AUSGANGSTEXT =>

- - -

Tantôt je pense et tantôt je suis -   
Manchmal denke ich und manchmal bin ich
Paul Valéry


SEIN und DASEIN

Vorbemerkung

Philosophie, Religion und Kunst stellen in ihren Gestaltungen eine Beziehung von Sein und Dasein dar. Zum Begriff des Seins, das prinzipiell unaussprechbar ist, um welches das Denken aber immer wieder kreist, gehören Synonyme wie Wesen, Essenz; reines  Denken, Bewußtsein, Geist, Nous, Logos, Vernunft; Idee, summum bonum (höchstes Gut), Utopie. Solche Abstrakta können durch die Begriffe Schönheit, Gutheit, Wahrheit ergänzt werden. Dem Denken des Seins wohnt eine zwingende Folge inne. Reines Sein wäre statisch und käme zu keinem Seienden oder Dasein. Daher muß das Sein, sofern es denn gedacht werden kann, zum Seienden streben. Würde es das nicht tun, so bliebe das Sein ohne das Seiende, d.h. das Sein wäre ein Nichts.
                                                                                                                   
Wenn man das Sein oder Gott als in-sich-ruhend betrachtet, so können sie sich nicht zum Seienden oder Dasein entäußern. Von der Wirklichkeit her gesehen, haftet ihnen mithin Dynamis an, welche die Welt des Seienden und der Geistesformen schafft. Was schafft oder sich schafft, hat Dynamis, die als Geist (Hegel), Liebe (Empedokles) oder Libido (Freud) wirkt. Das ins Leben gerufene Dasein ist durch den Brutpflegetrieb, Empathie, Mitleid, Analogie, Postulate, Imperative, Nützlichkeitserwägungen und Rechtssysteme geschützt. Alle diese aufgeführten Begriffe haben ihre Gültigkeit in ihnen zugeordneten Gebieten (Bloch, Gebietskategorien). Wir bereiten uns auf Richtungsakte erkennender Art vor, die uns beim Verwirklichen vorangehen und uns leiten. Verbunden sind sie nach Ernst Bloch mit einer begriffenen Hoffnung, der docta spes, die uns motiviert. Die Frage der Motivation ethischer Handlungen stellt einen eigenen Themenkreis dar.

weitere Inhalte:
 die vorsokratischen Philosophen / die klassische Periode /  Paulus u. Augustinus / Ethische Motivation / der Brutpflegetrieb / das Mitgefühl /  das Mitleid  / die Analogie / das Postulat / der Imperativ

1. VON DEN GRÜNDEN

a) Die vorsokratischen Philosophen
 
Wasser, Quelle des Lebens
In der Geschichte der Menschen, der Gesellschaften und Völker enhüllt sich fortwährend der Ideen- und Motivstoff geistiger Anliegen. Seine zentrale Frage ist die nach dem Urgrund (griech. Arche), dem die Vielheit der Dinge ihr Entstehen verdankt. Die ionischen Naturphilosophen waren die ersten, die von dem Gedanken nach diesem Urgrund oder dem Einen getragen sind. Zu ihnen gehören Thales von Milet, Anaximander und Anaximenes. Thales (624–546 v.Chr.) lehrt, daß alles aus dem Wasser hervorgegangen ist, welches er als selbstbewegt und selbstbelebt betrachtet.

- - -

DATENSÄTZE =>
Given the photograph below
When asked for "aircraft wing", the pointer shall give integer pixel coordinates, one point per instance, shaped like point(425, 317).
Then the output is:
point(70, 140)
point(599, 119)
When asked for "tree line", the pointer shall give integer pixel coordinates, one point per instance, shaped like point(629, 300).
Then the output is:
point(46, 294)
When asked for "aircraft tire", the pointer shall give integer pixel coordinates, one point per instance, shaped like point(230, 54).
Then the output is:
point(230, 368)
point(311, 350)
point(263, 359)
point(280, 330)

- - -

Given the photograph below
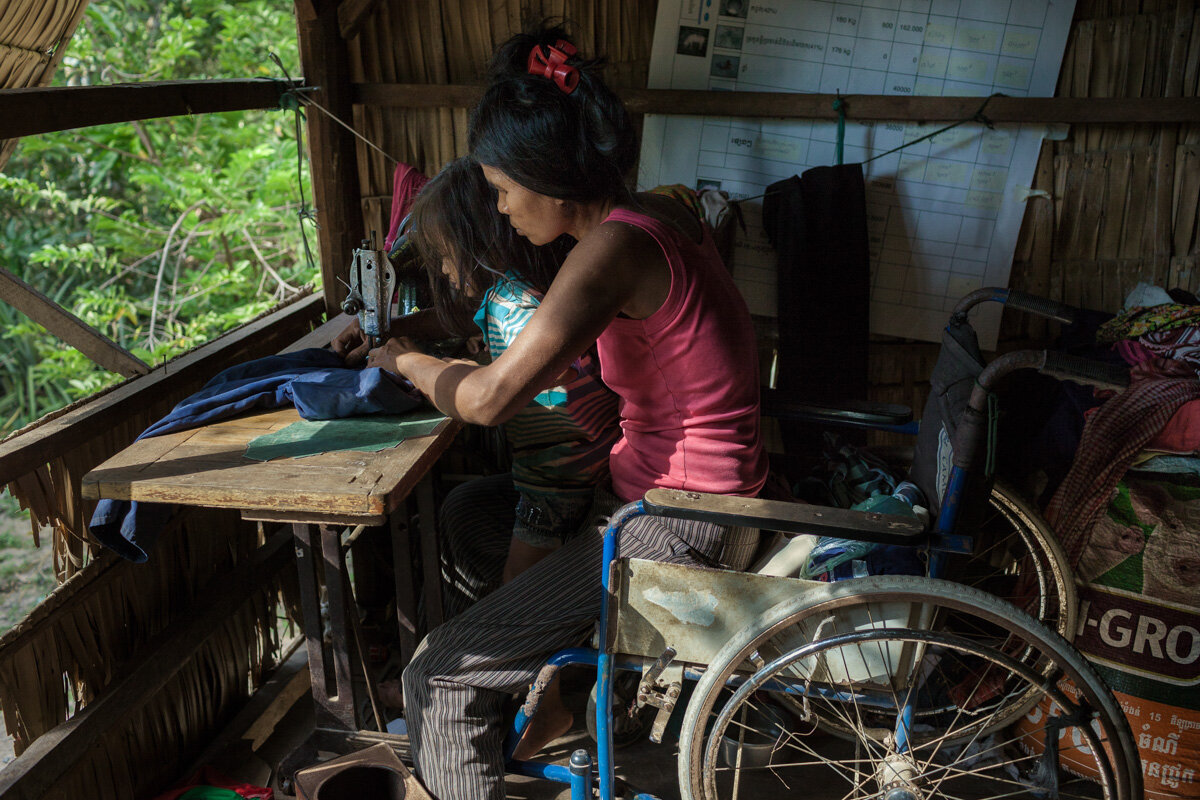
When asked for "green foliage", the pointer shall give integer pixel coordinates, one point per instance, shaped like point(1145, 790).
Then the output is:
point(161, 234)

- - -

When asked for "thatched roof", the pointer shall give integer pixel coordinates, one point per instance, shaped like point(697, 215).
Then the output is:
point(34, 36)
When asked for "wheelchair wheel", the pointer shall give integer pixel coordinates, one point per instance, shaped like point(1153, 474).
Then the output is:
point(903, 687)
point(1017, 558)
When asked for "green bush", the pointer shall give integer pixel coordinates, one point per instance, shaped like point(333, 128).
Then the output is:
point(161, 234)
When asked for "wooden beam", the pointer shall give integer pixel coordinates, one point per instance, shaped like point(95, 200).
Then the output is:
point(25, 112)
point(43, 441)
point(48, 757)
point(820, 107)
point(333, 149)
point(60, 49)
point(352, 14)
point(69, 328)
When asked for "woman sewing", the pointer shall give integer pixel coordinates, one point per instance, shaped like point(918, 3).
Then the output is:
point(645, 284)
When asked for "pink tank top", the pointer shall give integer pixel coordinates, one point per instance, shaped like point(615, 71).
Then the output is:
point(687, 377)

- - -

ZU ERLEDIGENDE AUFGABEN =>
A) Nennen Sie alles, wodurch laut Ausgangstext das ins Leben gerufene Dasein geschützt ist.
B) Fassen Sie den Ausgangstext in zwei Sätzen zusammen.

ERGEBNISSE =>
A) Brutpflegetrieb, Empathie, Mitleid, Analogie, Postulate, Imperative, Nützlichkeitserwägungen, Rechtssysteme

B) Philosophie, Religion und Kunst stellen in ihren Gestaltungen eine Beziehung von Sein und Dasein dar, wobei das Sein zum Seienden streben muss, da es sonst ein Nichts wäre. Die ionischen Naturphilosophen Thales von Milet, Anaximander und Anaximenes waren die ersten, die vom Gedanken an den Urgrund getragen waren, und Thales lehrt, dass alles aus dem Wasser hervorgegangen ist.